- Work order 1: For the article on small-business growth forecasts, decide whether each statement agrees with it: (a) the quarterly poll surveyed 1,496 small business owners; (b) 46% of respondents nationally expected no change on the previous quarter; (c) 27% of owners forced to repurpose during lockdown now predict growth.
- Work order 2: Transcribe the part of the article on small-business growth forecasts that opens with "Small businesses in London" and closes with "coming three months.".
- Work order 3: Write the next portion of the article on small-business growth forecasts, carrying on from its final sentence.

___ Page excerpt ___

Small businesses in London are the most likely of any region to predict growth in the next three months. The new quarterly data from Novuna Business Finance reveals that the proportion of small businesses in the capital predicting growth (49%) is now higher than the national average (37%) – and is an increase of 14% on their pre-pandemic growth predictions (35% in Q2 2019).
Specifically, more than two fifths (43%) predicted modest organic growth, while 6% anticipated significant expansion in the coming three months.
Similarly, this quarter also saw the proportion of small businesses based in London anticipating either contraction or significant difficulty to survive half that of the levels seen pre-pandemic (18% vs 9% Q2 2019).
Around the country, the quarterly poll of 1,496 small business owners revealed that 5% of predicted significant expansion for the three-months to 30 June, with 32% predicting sustained organic growth. While 46% of respondents envisaged no change on the previous quarter, 7% of business owners predicted contraction and a further 7% feared collapse.
Across all sectors, 37% of small business owners said they predicted growth for the next three months, the highest figure since the pandemic started more than two-years ago. The new quarterly data from Novuna Business Finance also reveals that the percentage of small businesses predicting contraction has also hit a two-year low (falling to just 7%).
Significantly, small businesses that had been most affected by the pandemic were those that now see the biggest return in confidence for the future. For example:
- Small business owners that had been forced to repurpose their enterprise during lockdown are now most likely to be those on the rise – with 41% of these business owners predicting growth for the next three months, a steep rise from 27% last quarter.

___ Data shown ___

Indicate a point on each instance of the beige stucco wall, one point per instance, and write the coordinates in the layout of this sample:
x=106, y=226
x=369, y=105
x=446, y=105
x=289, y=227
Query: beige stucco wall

___

- Expected output 1:
(a) Yes: "the quarterly poll of 1,496 small business owners"
(b) Yes: "46% of respondents envisaged no change on the previous quarter"
(c) No: "41% of these business owners predicting growth for the next three months, a steep rise from 27% last quarter"

- Expected output 2:
Small businesses in London are the most likely of any region to predict growth in the next three months. The new quarterly data from Novuna Business Finance reveals that the proportion of small businesses in the capital predicting growth (49%) is now higher than the national average (37%) – and is an increase of 14% on their pre-pandemic growth predictions (35% in Q2 2019).
Specifically, more than two fifths (43%) predicted modest organic growth, while 6% anticipated significant expansion in the coming three months.

- Expected output 3:
- Those enterprises that had been forced to close during lockdown are also now bouncing back, with the proportion predicting growth up to 28% (rising from 20% last quarter).
- In contrast, for businesses whose operating status was not impacted by Covid – or who continue to work from home – for these enterprises, growth forecasts remain unchanged on the previous quarter.
Jo Morris, Head of Insight at Novuna Business Finance said, “There is no question that many small businesses have been tangibly impacted by price rises, which directly impact the bottom line and supply chain. That said, it is important not to forget the seismic risks that enterprises had to cope with during the pandemic.
“Many had to close their doors, others had to fundamentally reinvent their business to survive – and we, at Novuna Business Finance helped many enterprises to adapt at this critical time. Those that experienced the most pain during lockdown are the small businesses that are forging ahead today. And it has taken six months since COVID restrictions fell away for us now to finally see the resilience of small businesses and their power to rebuild and recover.”